Reproduce each of the following entries verbatim, line for line.

Pointing entries:
■ ■ ■

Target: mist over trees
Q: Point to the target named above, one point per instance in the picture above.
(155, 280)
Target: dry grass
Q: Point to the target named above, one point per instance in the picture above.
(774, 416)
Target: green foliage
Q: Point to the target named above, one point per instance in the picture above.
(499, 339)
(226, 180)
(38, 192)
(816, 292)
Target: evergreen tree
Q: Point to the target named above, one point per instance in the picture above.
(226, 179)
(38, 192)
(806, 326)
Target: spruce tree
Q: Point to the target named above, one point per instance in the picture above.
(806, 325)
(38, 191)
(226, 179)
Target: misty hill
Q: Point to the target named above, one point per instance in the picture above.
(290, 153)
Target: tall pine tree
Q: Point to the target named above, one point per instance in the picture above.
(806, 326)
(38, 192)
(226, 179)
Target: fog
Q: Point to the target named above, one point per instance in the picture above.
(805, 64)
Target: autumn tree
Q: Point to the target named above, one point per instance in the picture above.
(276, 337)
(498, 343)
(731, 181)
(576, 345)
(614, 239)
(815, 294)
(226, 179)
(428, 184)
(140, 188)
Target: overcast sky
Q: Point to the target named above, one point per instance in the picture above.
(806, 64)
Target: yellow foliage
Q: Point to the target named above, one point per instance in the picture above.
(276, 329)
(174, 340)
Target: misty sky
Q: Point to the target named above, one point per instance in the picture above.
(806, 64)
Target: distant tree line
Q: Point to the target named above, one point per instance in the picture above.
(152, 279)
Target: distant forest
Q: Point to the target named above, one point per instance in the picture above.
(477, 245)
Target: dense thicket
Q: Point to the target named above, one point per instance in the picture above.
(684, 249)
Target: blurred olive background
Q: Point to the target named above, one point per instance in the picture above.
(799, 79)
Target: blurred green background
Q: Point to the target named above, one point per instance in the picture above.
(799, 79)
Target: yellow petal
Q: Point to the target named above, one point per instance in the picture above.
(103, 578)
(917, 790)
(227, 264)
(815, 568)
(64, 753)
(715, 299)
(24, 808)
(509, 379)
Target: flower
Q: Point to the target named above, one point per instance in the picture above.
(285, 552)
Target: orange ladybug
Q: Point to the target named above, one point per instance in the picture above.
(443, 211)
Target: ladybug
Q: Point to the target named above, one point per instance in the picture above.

■ ■ ■

ANSWER IN FULL
Target: mist over trees
Q: Point to the target named above, one point per instance in the picture above.
(155, 280)
Target: dry grass
Q: Point to the target named above, one point per instance in the picture above.
(774, 416)
Target: green foliage
Q: Point to the target named above, one point per instance in the picture above.
(499, 339)
(226, 180)
(38, 192)
(816, 292)
Target: evergreen tree
Q: Point to the target named above, one point per instance in the picture above.
(226, 179)
(38, 192)
(806, 326)
Target: spruce tree
Q: Point to the target named above, one point per instance in the picture above.
(806, 325)
(38, 191)
(226, 179)
Target: misty hill
Q: Point to the target named above, one point per instance in the picture above.
(290, 153)
Target: tall pine tree
Q: Point to the target named above, one point per instance in the picture above.
(806, 326)
(38, 192)
(226, 179)
Target: fog
Q: Point to the target named above, one point per instance in the picture above.
(805, 64)
Target: autumn tree
Q: Point to the target named above, one point per instance in the picture above.
(276, 337)
(498, 343)
(731, 181)
(576, 345)
(614, 239)
(815, 294)
(226, 179)
(428, 184)
(140, 188)
Target: overcast sky
Q: Point to the target named above, one point per instance in the picture above.
(806, 64)
Target: yellow foliage
Q: Point to the target named above, one point per instance in the picture above.
(276, 329)
(174, 340)
Target: misty sky
Q: Point to the target named above, one point per instance in the picture above.
(806, 64)
Target: distant tree line
Q: Point to the target named above, one point per instance in the picture above.
(152, 279)
Target: distant forest
Q: Point to the target named above, one point per instance in the picture above.
(477, 245)
Target: dense thicket
Q: Point to the target named above, one point per instance in the picture above.
(684, 249)
Target: blurred olive background
Q: Point to the target named above, one point per instance in the picture above.
(799, 79)
Target: blurred green background
Q: Point to the target named above, one point per instance in the picture above.
(799, 79)
Target: yellow petal
Q: Point to the target named above, one point per instance in the picture above.
(103, 578)
(917, 790)
(227, 264)
(815, 568)
(64, 753)
(715, 299)
(24, 808)
(509, 379)
Target: flower
Q: Point to the target named above, one point per instance in the picture above.
(285, 552)
Target: orange ladybug
Q: Point to the target named above, one point per instance in the picture above.
(443, 211)
Target: ladybug
Q: Point to the target named above, one point per instance in the picture above.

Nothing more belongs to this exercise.